(Provided information Opens)

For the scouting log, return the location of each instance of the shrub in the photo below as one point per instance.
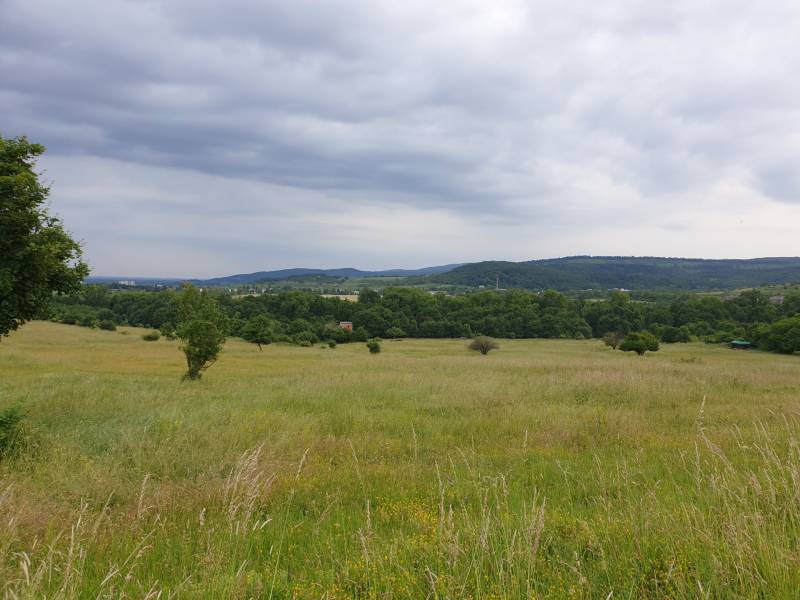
(168, 331)
(782, 336)
(87, 321)
(107, 325)
(639, 342)
(305, 338)
(259, 330)
(613, 339)
(201, 328)
(483, 344)
(12, 435)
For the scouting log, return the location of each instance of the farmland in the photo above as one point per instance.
(548, 468)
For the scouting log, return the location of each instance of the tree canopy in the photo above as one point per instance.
(38, 258)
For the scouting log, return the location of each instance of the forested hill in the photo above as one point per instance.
(603, 272)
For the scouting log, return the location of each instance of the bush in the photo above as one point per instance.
(483, 344)
(613, 338)
(12, 432)
(782, 336)
(107, 325)
(305, 338)
(639, 342)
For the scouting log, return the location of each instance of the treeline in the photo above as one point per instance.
(306, 318)
(641, 273)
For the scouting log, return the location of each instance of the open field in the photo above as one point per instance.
(550, 469)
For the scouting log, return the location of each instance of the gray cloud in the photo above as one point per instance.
(547, 130)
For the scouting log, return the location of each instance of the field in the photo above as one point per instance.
(547, 469)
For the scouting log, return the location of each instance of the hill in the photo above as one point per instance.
(593, 272)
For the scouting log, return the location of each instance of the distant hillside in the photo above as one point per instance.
(602, 272)
(282, 274)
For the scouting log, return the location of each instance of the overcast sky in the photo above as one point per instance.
(199, 137)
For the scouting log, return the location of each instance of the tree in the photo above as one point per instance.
(201, 327)
(639, 342)
(483, 344)
(782, 336)
(259, 330)
(613, 339)
(38, 258)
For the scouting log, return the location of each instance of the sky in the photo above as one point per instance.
(197, 138)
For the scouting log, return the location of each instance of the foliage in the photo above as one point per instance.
(201, 328)
(483, 344)
(259, 330)
(782, 336)
(639, 342)
(37, 256)
(553, 470)
(12, 431)
(303, 317)
(107, 325)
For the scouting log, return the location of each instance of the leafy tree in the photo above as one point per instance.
(483, 344)
(639, 342)
(259, 330)
(37, 256)
(613, 339)
(201, 328)
(782, 336)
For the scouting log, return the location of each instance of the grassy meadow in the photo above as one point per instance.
(547, 469)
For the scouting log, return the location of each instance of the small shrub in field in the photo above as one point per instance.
(11, 431)
(483, 344)
(613, 338)
(639, 342)
(107, 325)
(168, 331)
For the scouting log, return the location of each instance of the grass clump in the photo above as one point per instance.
(483, 344)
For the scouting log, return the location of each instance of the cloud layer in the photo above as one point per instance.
(199, 138)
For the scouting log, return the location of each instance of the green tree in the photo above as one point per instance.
(782, 336)
(613, 339)
(483, 344)
(639, 342)
(259, 330)
(201, 328)
(38, 258)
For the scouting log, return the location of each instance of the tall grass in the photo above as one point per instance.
(548, 469)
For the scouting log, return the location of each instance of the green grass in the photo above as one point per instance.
(549, 469)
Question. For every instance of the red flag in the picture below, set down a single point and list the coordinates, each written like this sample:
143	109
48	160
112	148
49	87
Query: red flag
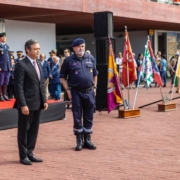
113	90
156	74
129	64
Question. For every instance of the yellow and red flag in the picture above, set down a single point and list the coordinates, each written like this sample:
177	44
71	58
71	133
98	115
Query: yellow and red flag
178	68
129	64
114	97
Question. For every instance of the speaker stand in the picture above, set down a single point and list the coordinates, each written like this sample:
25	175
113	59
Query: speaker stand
163	107
129	113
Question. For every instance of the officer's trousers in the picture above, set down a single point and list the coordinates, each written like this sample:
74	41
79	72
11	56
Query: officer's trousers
83	105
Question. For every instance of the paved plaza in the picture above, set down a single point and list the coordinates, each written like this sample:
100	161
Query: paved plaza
142	148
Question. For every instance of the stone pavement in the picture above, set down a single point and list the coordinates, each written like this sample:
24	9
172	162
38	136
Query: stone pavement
143	148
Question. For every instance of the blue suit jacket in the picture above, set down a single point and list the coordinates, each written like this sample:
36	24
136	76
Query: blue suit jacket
46	69
56	74
5	58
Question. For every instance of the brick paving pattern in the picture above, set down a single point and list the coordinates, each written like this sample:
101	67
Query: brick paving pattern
142	148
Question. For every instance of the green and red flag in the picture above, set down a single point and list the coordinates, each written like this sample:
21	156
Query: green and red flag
129	65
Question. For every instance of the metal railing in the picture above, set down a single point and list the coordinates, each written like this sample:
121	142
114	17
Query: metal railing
173	2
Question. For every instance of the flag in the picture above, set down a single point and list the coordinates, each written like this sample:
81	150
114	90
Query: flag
147	71
156	73
114	97
128	60
178	68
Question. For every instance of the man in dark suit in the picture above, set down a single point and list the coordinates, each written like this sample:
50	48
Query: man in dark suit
30	99
46	72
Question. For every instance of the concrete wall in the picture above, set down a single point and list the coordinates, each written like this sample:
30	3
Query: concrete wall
139	9
19	32
138	40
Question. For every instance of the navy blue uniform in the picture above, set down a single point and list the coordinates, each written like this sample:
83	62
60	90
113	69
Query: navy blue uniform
80	73
5	64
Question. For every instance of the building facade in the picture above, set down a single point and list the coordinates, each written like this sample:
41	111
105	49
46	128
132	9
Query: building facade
56	23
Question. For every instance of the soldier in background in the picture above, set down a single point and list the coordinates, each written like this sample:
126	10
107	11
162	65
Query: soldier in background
19	56
5	67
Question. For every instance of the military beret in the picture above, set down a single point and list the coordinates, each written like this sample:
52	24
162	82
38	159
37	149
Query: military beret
19	52
54	51
77	42
2	34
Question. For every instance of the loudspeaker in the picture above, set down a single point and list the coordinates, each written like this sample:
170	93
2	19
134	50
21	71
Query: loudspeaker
102	50
101	92
103	24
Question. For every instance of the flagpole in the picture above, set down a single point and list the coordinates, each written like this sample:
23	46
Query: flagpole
173	88
137	88
127	69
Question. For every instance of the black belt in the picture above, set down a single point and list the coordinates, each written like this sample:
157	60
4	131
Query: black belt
83	90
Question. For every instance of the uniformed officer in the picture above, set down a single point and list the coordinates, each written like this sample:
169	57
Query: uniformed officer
19	56
81	89
12	54
5	67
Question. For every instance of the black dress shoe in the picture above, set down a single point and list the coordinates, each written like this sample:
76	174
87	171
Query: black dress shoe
6	98
25	161
34	159
1	98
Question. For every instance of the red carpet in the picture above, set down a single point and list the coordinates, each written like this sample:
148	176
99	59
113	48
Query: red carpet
10	104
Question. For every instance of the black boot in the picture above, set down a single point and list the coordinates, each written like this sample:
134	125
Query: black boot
5	93
87	142
79	142
1	97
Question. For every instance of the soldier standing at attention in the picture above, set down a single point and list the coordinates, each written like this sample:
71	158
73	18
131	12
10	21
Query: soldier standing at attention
19	56
81	89
5	67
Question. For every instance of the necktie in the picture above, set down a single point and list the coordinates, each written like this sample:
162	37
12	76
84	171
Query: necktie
37	69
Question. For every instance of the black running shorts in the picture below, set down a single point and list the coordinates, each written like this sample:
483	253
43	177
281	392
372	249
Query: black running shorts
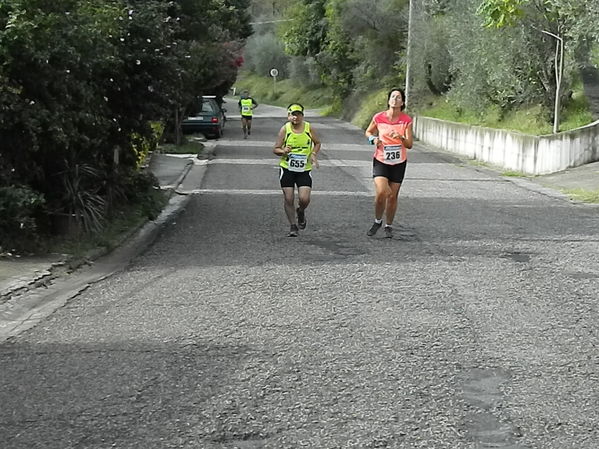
394	173
293	178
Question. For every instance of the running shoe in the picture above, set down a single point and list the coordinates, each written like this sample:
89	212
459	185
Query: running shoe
374	228
293	231
301	218
388	232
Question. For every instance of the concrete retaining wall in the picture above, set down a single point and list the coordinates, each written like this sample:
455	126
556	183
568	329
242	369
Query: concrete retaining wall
534	155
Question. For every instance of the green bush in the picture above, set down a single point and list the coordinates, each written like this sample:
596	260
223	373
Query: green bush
18	209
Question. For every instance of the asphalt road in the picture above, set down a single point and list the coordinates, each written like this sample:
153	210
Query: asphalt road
476	328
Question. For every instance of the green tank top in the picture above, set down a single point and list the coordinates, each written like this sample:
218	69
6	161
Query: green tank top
299	158
246	106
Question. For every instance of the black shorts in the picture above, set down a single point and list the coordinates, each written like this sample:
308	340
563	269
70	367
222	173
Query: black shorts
394	173
293	178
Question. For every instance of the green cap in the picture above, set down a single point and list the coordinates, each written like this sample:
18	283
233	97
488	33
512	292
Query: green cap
295	108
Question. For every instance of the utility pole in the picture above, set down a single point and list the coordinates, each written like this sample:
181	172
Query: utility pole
409	53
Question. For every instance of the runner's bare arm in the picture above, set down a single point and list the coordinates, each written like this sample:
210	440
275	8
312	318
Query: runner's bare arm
372	133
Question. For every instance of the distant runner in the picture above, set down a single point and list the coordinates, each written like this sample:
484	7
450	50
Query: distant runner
391	133
246	108
298	146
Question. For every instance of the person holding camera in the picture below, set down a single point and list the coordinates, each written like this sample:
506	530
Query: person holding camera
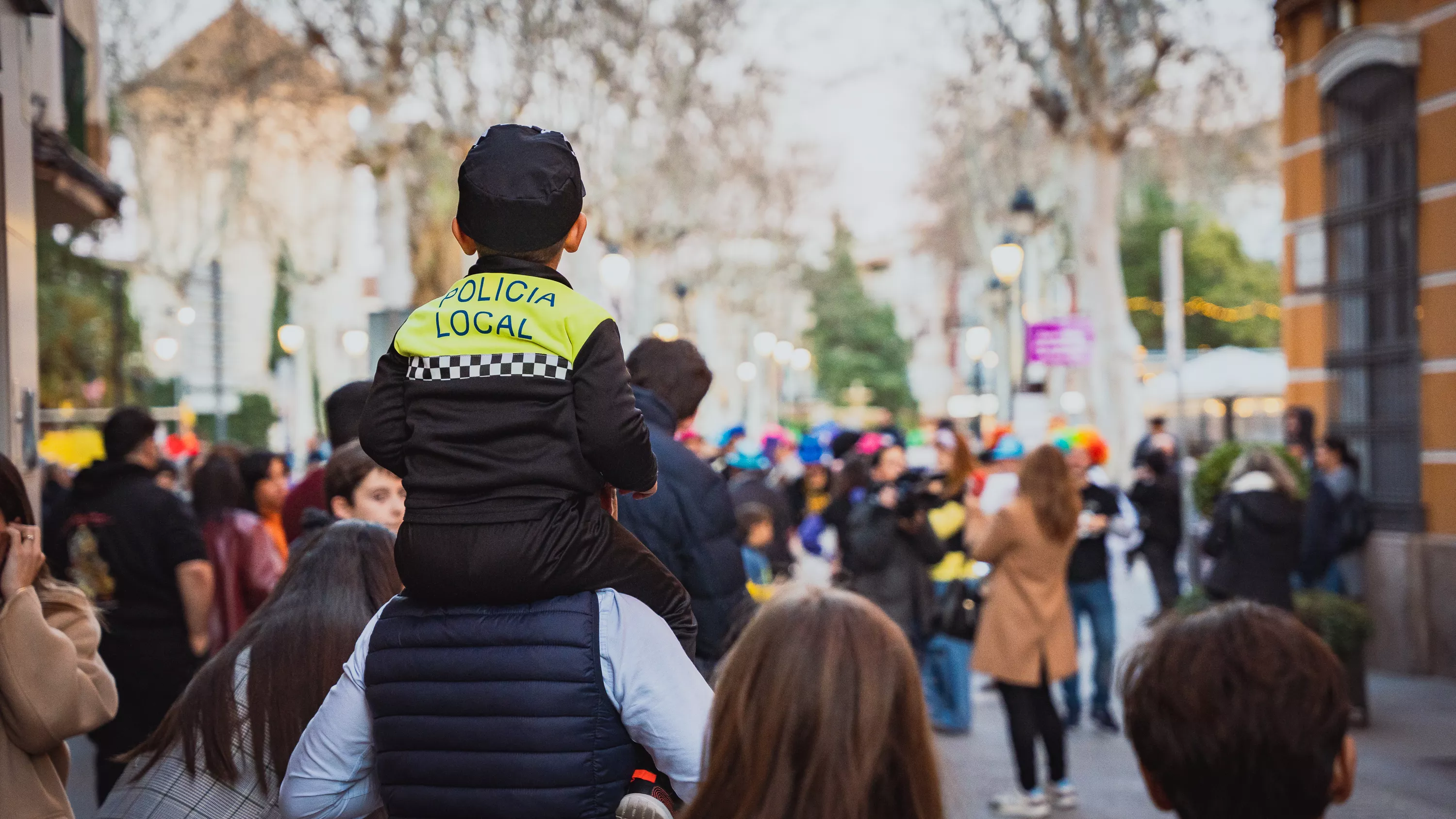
889	547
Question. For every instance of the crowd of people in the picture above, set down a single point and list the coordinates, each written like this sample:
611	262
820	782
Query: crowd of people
522	587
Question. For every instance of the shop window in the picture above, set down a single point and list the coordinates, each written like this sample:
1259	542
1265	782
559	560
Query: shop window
1371	286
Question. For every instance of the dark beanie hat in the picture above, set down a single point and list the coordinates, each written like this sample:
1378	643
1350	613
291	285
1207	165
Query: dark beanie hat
520	190
344	410
124	431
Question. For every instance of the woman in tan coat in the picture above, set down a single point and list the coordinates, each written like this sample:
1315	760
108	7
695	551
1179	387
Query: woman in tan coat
53	686
1026	636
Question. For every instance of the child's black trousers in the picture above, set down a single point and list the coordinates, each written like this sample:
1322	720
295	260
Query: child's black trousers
576	547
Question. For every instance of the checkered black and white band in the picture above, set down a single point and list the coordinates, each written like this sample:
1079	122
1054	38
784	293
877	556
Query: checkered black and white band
449	367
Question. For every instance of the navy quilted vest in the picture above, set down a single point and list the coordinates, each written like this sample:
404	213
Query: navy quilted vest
496	712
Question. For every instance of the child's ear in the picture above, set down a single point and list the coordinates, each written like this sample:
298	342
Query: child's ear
1343	782
468	245
576	235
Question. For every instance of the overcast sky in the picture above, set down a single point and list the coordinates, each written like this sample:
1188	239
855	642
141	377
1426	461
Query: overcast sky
858	81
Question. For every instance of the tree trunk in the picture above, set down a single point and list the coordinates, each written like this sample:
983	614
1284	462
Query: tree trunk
1114	399
397	280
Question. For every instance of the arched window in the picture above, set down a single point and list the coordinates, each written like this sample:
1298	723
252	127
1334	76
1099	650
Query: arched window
1371	290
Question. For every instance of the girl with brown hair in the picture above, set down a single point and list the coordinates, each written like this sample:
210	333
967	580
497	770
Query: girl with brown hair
819	715
53	683
1026	638
223	747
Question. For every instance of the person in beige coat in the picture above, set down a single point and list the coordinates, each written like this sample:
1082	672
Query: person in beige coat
53	684
1026	638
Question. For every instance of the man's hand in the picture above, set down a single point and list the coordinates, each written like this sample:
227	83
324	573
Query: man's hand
643	495
22	559
196	587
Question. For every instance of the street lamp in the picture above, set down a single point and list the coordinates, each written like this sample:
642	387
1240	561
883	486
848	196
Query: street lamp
763	344
1008	260
290	338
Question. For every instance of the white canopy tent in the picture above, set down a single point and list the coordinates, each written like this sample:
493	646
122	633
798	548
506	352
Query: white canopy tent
1226	373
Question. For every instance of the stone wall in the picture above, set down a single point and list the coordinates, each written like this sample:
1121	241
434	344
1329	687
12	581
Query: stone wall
1410	587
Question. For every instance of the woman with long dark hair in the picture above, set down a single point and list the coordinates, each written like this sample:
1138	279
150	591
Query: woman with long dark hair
819	715
1026	638
53	683
245	562
223	747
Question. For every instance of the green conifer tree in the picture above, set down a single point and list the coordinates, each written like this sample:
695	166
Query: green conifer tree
855	340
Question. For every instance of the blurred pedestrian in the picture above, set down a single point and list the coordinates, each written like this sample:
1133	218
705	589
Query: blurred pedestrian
889	549
689	524
245	562
222	750
137	552
1257	531
359	489
1026	638
341	413
265	488
1240	712
1158	498
756	533
784	745
53	683
1088	575
1337	521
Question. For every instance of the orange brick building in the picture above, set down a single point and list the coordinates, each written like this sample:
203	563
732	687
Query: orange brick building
1369	281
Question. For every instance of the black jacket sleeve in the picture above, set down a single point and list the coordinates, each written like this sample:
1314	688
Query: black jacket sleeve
383	429
612	431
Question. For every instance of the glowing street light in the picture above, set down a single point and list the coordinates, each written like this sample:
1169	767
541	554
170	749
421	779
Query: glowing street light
763	343
1007	260
977	341
615	270
290	338
801	360
166	348
963	407
1074	402
356	343
991	404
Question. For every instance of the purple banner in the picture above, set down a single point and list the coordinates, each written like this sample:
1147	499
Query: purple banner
1060	343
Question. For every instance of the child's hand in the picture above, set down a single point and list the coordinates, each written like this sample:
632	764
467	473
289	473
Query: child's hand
648	493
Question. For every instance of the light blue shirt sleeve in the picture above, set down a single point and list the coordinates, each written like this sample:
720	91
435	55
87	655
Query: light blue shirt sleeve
331	773
663	699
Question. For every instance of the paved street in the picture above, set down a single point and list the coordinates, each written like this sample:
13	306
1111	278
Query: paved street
1407	757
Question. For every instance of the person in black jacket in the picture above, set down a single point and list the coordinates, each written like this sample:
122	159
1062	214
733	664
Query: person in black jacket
1159	507
139	555
889	550
1256	537
689	524
504	407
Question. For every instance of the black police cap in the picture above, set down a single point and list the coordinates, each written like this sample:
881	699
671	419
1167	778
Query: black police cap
520	190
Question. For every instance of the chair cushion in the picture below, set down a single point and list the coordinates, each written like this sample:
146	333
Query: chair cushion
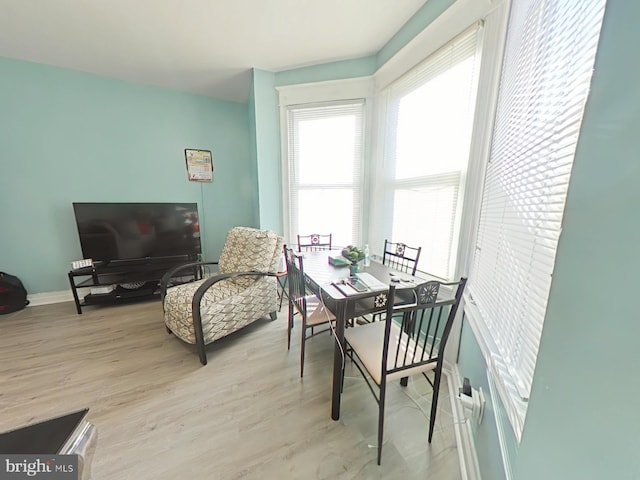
367	342
249	249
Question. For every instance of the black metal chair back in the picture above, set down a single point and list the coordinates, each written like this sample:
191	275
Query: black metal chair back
410	341
295	280
314	242
401	256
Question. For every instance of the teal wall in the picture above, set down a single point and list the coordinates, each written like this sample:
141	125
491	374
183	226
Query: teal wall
67	136
582	420
263	100
471	364
359	67
416	24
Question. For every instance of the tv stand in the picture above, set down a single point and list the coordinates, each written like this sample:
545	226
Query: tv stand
130	281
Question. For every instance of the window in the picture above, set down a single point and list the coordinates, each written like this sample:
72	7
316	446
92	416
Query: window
325	148
549	57
429	122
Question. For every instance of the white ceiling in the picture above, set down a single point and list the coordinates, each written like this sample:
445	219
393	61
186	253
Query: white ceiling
202	46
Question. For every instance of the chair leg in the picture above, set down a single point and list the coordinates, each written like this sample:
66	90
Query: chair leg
383	389
289	326
303	341
434	401
202	353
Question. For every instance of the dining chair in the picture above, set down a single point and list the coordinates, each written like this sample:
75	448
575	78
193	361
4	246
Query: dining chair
410	341
398	256
314	242
401	257
312	312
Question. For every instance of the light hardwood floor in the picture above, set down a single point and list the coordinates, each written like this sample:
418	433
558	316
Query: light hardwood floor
161	415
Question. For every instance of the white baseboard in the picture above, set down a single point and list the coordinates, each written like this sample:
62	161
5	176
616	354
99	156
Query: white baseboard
47	298
467	456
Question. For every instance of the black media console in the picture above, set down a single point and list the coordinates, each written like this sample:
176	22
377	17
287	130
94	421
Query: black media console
117	283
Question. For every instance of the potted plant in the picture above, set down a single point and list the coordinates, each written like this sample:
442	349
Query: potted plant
354	255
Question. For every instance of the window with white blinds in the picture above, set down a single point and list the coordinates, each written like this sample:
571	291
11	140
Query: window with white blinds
325	148
548	62
429	121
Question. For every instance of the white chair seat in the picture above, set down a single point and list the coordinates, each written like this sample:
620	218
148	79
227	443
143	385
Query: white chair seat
367	342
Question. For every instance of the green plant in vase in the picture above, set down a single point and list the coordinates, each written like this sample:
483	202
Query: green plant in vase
354	255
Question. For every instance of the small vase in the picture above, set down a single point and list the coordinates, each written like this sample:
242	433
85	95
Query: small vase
353	269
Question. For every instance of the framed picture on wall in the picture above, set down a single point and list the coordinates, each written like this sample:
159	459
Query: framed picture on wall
199	165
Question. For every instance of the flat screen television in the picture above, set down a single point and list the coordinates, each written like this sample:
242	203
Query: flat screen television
138	232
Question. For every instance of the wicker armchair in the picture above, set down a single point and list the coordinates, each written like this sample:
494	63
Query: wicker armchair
245	290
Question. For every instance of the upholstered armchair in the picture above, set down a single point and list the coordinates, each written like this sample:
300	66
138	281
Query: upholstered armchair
243	290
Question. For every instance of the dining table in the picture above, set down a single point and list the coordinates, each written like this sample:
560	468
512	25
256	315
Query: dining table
333	284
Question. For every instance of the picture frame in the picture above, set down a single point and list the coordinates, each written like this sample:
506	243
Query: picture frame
199	165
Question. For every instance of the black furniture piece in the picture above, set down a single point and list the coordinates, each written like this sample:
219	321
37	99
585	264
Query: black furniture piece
401	256
324	279
129	281
68	434
410	341
311	311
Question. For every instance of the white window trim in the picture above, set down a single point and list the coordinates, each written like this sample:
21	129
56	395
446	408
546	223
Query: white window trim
317	93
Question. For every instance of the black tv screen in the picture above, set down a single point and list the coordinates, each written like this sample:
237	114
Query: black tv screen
118	232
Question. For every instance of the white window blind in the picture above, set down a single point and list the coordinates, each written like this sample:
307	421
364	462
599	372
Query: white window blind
429	122
325	148
549	57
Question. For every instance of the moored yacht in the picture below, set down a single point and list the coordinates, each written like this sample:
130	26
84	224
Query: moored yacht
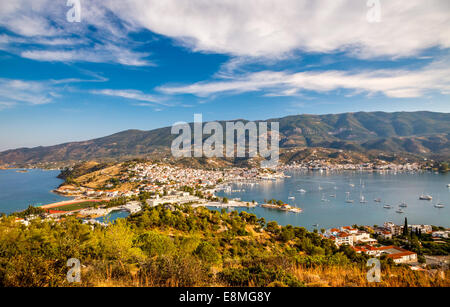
348	200
425	197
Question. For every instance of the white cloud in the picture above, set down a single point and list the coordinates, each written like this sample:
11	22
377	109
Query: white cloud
41	32
6	104
98	54
133	95
392	83
14	92
251	28
274	28
29	92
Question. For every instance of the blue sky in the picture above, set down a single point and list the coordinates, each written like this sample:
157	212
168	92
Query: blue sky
135	64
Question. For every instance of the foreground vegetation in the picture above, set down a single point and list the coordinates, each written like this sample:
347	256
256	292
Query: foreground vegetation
187	247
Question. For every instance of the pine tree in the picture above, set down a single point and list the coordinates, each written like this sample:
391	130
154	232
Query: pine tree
405	228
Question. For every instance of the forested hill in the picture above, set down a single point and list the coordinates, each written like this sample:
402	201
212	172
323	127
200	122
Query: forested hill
423	133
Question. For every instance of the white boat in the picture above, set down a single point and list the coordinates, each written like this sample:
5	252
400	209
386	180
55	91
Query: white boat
425	197
362	199
348	200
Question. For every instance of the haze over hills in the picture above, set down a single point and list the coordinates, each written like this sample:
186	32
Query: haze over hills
421	133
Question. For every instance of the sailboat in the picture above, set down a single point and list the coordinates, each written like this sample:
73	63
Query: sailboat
362	199
439	205
348	200
425	197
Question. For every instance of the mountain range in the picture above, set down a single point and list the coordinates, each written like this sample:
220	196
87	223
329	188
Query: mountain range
421	133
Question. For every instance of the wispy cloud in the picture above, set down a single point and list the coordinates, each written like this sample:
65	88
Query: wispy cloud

(Provided information Closes)

Action item
In the data above, find each line that has the word "wispy" and copy it out.

Reply
Question. For every instance of the wispy cloud in the picture above, set down a single point and list the coordinates, each written like this sample:
Query: wispy cloud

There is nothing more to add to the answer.